----- Material provided

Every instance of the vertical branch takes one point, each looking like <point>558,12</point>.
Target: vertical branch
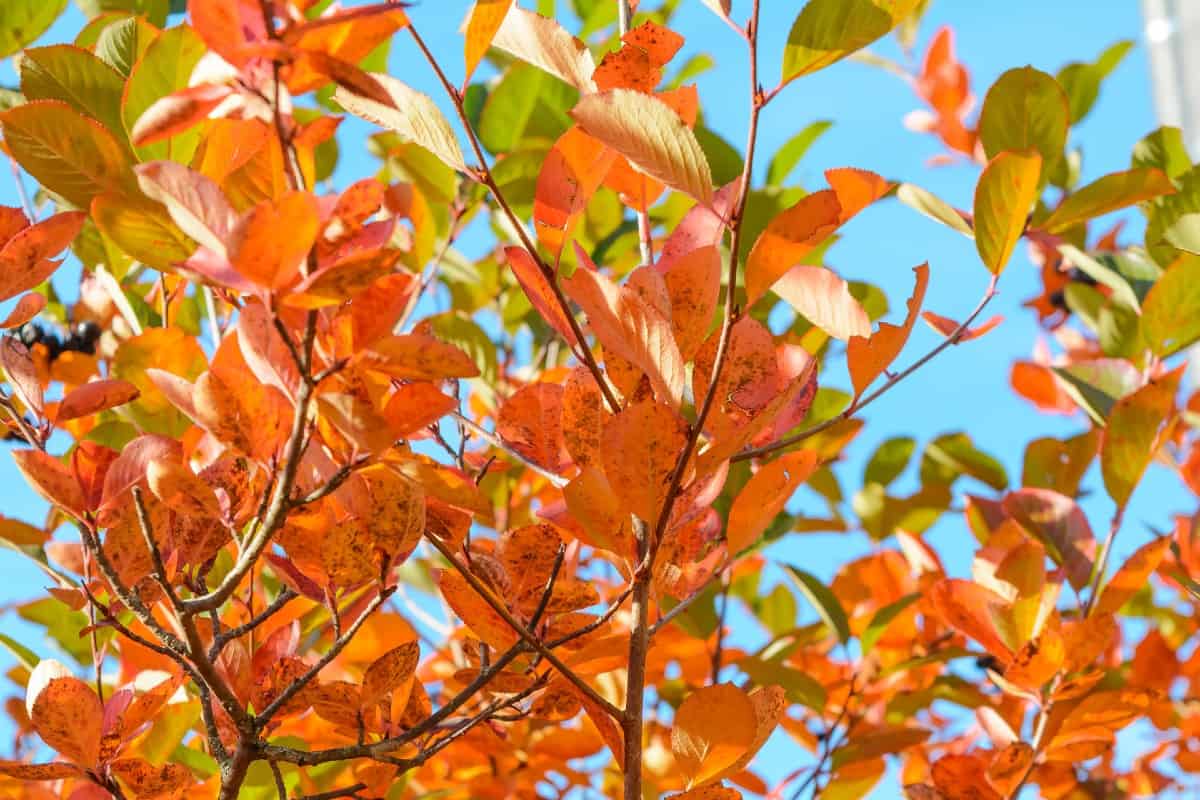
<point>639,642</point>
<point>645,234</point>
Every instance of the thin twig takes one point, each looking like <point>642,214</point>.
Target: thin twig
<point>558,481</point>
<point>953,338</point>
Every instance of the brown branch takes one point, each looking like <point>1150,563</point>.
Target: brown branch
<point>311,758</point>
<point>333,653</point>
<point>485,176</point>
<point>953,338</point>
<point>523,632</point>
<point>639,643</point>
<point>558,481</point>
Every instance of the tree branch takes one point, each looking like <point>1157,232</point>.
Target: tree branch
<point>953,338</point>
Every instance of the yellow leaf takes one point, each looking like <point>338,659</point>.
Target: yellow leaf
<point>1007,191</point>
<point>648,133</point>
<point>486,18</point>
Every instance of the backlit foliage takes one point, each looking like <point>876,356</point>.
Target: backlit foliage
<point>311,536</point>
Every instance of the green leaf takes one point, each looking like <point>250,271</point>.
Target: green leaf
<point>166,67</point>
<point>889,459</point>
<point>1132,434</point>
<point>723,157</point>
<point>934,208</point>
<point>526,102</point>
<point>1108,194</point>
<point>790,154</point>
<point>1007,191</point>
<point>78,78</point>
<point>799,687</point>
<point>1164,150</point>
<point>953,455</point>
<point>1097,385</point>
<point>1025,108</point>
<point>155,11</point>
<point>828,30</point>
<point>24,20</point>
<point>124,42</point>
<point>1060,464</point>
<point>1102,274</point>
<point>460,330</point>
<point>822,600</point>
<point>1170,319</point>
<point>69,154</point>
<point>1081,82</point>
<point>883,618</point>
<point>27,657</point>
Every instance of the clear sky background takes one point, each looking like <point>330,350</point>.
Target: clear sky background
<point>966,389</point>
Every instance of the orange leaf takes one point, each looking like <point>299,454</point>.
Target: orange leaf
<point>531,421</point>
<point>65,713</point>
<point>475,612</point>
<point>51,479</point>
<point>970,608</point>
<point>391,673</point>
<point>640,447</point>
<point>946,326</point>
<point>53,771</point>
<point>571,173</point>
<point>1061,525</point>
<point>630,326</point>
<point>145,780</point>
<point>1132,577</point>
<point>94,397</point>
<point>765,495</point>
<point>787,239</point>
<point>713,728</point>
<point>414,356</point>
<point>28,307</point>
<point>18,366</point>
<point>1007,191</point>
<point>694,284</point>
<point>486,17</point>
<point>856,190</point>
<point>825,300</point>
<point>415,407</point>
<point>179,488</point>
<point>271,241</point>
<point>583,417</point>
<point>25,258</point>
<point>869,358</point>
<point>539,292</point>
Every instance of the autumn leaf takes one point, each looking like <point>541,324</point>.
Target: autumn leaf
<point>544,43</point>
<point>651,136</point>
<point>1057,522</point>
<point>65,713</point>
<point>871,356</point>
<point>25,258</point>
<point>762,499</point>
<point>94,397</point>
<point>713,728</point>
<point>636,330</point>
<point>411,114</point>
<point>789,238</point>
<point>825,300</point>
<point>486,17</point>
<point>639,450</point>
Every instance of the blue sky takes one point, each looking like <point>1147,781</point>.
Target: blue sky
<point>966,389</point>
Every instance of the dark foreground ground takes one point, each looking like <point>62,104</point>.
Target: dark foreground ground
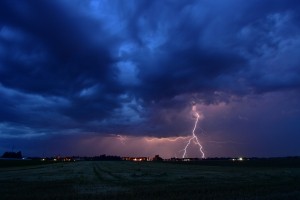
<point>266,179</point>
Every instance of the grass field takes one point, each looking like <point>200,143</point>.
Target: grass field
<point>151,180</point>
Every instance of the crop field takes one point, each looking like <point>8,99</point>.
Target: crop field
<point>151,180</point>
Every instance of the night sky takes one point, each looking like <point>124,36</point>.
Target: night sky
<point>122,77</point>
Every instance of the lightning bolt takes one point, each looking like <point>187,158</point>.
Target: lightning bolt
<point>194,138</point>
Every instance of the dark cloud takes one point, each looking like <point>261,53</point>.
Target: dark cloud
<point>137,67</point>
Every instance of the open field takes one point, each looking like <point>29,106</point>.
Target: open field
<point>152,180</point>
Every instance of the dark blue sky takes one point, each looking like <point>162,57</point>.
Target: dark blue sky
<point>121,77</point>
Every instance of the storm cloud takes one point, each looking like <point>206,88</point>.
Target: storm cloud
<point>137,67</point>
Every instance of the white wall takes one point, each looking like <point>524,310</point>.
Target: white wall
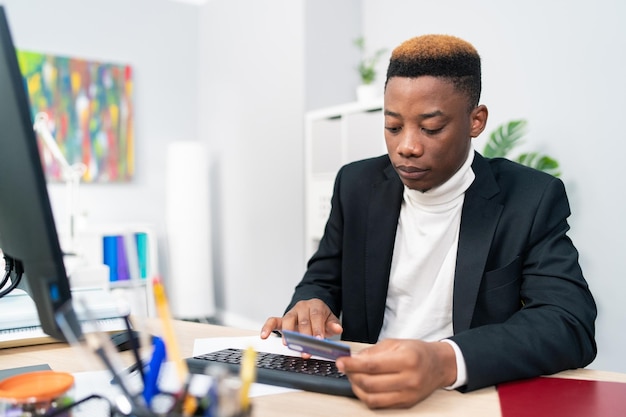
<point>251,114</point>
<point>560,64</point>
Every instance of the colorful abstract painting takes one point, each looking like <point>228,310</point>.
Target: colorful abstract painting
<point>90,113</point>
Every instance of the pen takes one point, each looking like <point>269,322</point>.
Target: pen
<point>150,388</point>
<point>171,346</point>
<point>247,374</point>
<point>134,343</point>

----------
----- Material provided

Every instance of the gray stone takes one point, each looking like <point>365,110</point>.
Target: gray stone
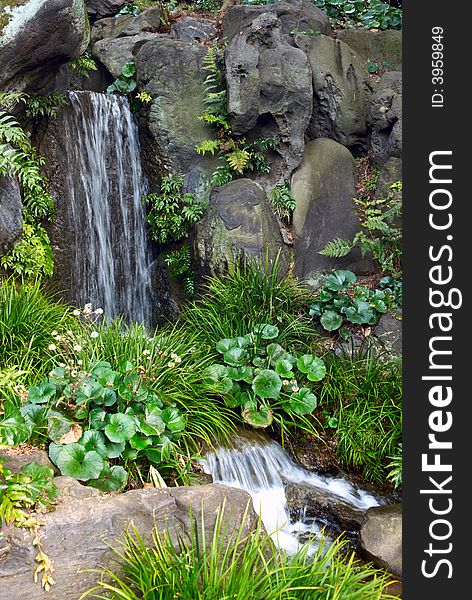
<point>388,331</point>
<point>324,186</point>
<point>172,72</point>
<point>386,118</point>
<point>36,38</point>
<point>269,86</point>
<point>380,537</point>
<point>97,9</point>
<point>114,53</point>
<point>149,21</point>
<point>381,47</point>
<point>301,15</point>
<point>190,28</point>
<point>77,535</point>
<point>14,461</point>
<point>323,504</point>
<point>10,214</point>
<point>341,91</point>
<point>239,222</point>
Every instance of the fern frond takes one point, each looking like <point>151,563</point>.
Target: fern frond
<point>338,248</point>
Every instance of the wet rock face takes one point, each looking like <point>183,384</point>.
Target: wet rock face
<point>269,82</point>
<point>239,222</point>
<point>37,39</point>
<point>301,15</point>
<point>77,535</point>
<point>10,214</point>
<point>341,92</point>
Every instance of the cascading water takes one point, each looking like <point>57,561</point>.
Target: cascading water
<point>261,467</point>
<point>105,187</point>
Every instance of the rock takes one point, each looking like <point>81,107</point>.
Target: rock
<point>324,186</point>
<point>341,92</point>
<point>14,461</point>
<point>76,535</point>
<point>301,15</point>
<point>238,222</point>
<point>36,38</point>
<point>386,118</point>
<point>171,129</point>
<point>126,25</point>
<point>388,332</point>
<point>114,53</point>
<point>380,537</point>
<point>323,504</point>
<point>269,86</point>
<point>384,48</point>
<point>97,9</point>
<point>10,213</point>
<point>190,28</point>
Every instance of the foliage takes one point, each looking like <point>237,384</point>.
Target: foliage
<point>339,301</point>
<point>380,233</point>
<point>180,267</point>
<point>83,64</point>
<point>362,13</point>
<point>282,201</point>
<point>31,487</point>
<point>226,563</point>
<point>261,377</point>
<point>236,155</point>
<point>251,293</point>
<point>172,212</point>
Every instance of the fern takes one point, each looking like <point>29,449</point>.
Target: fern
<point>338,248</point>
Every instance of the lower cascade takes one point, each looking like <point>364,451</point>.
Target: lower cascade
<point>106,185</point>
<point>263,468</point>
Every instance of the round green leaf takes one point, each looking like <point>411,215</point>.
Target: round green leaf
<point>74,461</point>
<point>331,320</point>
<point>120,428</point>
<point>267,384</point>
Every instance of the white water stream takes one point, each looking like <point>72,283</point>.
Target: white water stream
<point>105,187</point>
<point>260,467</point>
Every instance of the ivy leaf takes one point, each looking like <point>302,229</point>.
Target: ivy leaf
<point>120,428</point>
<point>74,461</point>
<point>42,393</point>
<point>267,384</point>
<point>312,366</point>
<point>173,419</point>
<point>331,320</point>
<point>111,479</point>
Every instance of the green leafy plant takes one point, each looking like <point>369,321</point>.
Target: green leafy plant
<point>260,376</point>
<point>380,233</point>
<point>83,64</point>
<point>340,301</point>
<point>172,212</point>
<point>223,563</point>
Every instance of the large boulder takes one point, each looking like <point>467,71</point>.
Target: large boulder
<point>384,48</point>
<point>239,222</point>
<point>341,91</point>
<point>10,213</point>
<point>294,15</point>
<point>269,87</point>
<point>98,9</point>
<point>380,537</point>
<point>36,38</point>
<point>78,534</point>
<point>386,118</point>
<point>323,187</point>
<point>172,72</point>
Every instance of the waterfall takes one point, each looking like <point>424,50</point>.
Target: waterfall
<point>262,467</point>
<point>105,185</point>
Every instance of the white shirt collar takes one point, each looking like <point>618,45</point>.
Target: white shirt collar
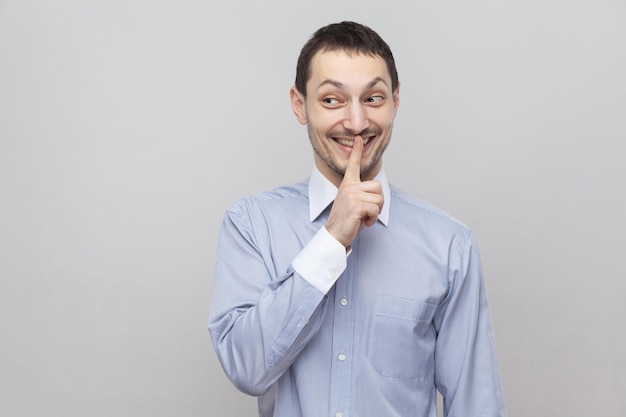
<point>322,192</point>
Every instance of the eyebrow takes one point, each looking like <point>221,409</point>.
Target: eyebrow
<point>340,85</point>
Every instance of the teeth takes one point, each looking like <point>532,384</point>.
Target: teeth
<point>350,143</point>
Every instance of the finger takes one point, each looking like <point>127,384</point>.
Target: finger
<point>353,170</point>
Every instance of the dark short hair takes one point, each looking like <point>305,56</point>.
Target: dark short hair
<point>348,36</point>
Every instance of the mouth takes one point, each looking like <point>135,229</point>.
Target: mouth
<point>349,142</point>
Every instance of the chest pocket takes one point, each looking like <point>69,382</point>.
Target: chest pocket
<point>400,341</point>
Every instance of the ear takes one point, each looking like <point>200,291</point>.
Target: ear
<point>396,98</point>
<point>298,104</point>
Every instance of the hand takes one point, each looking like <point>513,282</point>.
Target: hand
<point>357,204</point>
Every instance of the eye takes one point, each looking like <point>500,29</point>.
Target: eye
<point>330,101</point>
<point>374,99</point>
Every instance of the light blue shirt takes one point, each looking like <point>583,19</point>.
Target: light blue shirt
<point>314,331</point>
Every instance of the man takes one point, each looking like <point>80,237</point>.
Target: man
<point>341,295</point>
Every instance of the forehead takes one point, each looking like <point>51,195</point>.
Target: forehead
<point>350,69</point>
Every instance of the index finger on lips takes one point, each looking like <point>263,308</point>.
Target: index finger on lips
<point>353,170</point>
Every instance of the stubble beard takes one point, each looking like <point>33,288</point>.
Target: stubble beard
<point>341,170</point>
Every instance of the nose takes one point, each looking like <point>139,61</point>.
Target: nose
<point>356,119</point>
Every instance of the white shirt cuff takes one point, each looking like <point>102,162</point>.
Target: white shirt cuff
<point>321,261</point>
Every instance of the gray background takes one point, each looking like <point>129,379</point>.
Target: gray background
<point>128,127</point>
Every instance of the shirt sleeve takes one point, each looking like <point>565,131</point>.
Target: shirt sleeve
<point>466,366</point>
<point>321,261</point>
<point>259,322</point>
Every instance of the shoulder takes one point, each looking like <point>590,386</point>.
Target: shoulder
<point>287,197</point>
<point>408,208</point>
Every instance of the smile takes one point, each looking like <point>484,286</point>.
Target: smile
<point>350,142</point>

----------

- **What to produce**: Switch "vertical branch" to "upright branch" in the data from the line with "Every instance of the vertical" to the line with "<point>645,234</point>", keeping everything else unchanged. Leave out the pictures.

- **Answer in full**:
Every instance of the upright branch takes one point, each looking like <point>558,12</point>.
Target: upright branch
<point>639,642</point>
<point>645,234</point>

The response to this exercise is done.